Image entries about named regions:

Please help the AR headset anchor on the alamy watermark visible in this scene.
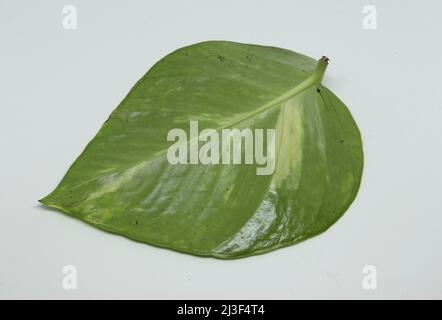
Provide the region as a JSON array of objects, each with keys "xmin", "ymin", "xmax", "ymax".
[
  {"xmin": 61, "ymin": 265, "xmax": 77, "ymax": 290},
  {"xmin": 167, "ymin": 121, "xmax": 276, "ymax": 175}
]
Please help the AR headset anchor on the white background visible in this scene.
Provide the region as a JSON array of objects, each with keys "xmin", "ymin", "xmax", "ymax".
[{"xmin": 0, "ymin": 0, "xmax": 442, "ymax": 299}]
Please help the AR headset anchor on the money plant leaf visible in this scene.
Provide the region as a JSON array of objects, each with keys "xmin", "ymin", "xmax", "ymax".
[{"xmin": 40, "ymin": 41, "xmax": 363, "ymax": 259}]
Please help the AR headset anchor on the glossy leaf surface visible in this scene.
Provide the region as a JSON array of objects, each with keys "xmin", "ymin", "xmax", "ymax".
[{"xmin": 41, "ymin": 41, "xmax": 363, "ymax": 258}]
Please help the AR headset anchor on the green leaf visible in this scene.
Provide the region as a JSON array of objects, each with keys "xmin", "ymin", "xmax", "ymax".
[{"xmin": 41, "ymin": 41, "xmax": 363, "ymax": 258}]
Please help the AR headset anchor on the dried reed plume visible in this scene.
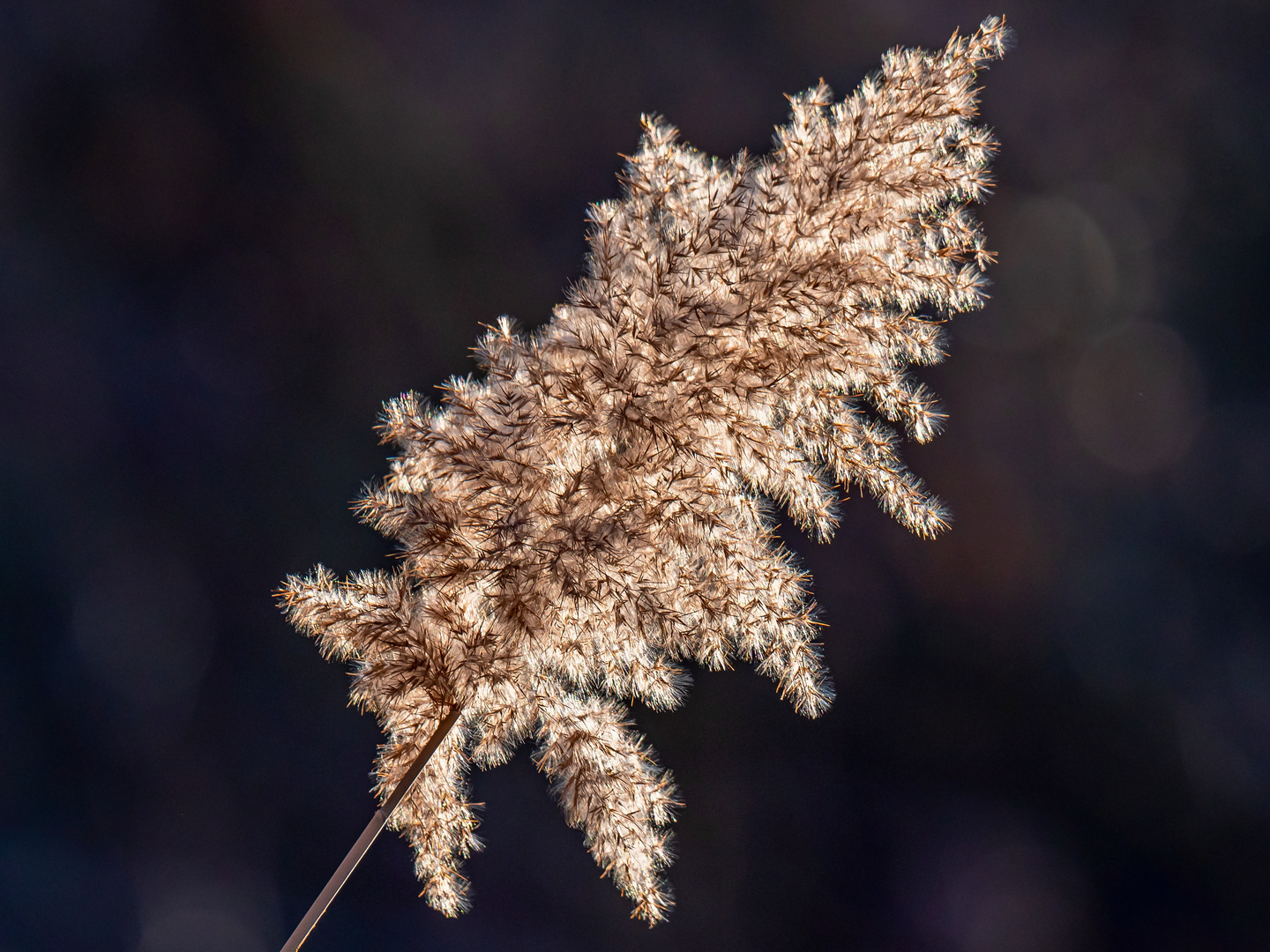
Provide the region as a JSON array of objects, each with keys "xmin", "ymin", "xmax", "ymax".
[{"xmin": 283, "ymin": 18, "xmax": 1004, "ymax": 921}]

§ **What to produce**
Lay out every line of the items above as a JSON list of strings, one string per line. Skip blank lines and leave the pictures out.

§ **Final result**
[
  "Please help the AR headset anchor on the alamy watermark visible in this scene.",
  "Provide the region as a JSON array of objects, each with keys \"xmin\", \"ymin\", \"xmax\", \"ymax\".",
  "[",
  "  {\"xmin\": 61, \"ymin\": 265, \"xmax\": 77, \"ymax\": 290},",
  "  {\"xmin\": 167, \"ymin\": 121, \"xmax\": 276, \"ymax\": 175}",
  "]",
  "Please help the AR headset anchor on the white background visible in this scene.",
  "Provide the region as a JSON array of objects, each with keys \"xmin\", \"ymin\", \"xmax\", \"ymax\".",
  "[{\"xmin\": 0, \"ymin\": 0, \"xmax\": 442, \"ymax\": 299}]",
  "Please help the AR headset anchor on the money plant leaf visible in this scene.",
  "Provide the region as a JSON array of objects, each with keys \"xmin\", \"ymin\", \"xmax\", \"ymax\".",
  "[{\"xmin\": 40, \"ymin\": 41, \"xmax\": 363, \"ymax\": 259}]",
  "Please help the AR headset anchor on the glossy leaf surface visible in this scene.",
  "Provide the region as a JSON array of objects, each with keys \"xmin\", \"ymin\", \"xmax\", \"ymax\".",
  "[{\"xmin\": 41, \"ymin\": 41, \"xmax\": 363, \"ymax\": 258}]",
  "Please help the AR headset anchor on the green leaf visible in this scene.",
  "Provide the region as a JSON array of objects, each with keys \"xmin\", \"ymin\", \"xmax\", \"ymax\".",
  "[{\"xmin\": 41, \"ymin\": 41, \"xmax\": 363, \"ymax\": 258}]",
  "Please help the AR headset anchor on the dried reed plume visible in this scene.",
  "Provide the region as a JSON array of objects, each with keys \"xmin\", \"ymin\", \"xmax\", \"ymax\".",
  "[{\"xmin\": 283, \"ymin\": 18, \"xmax\": 1004, \"ymax\": 921}]"
]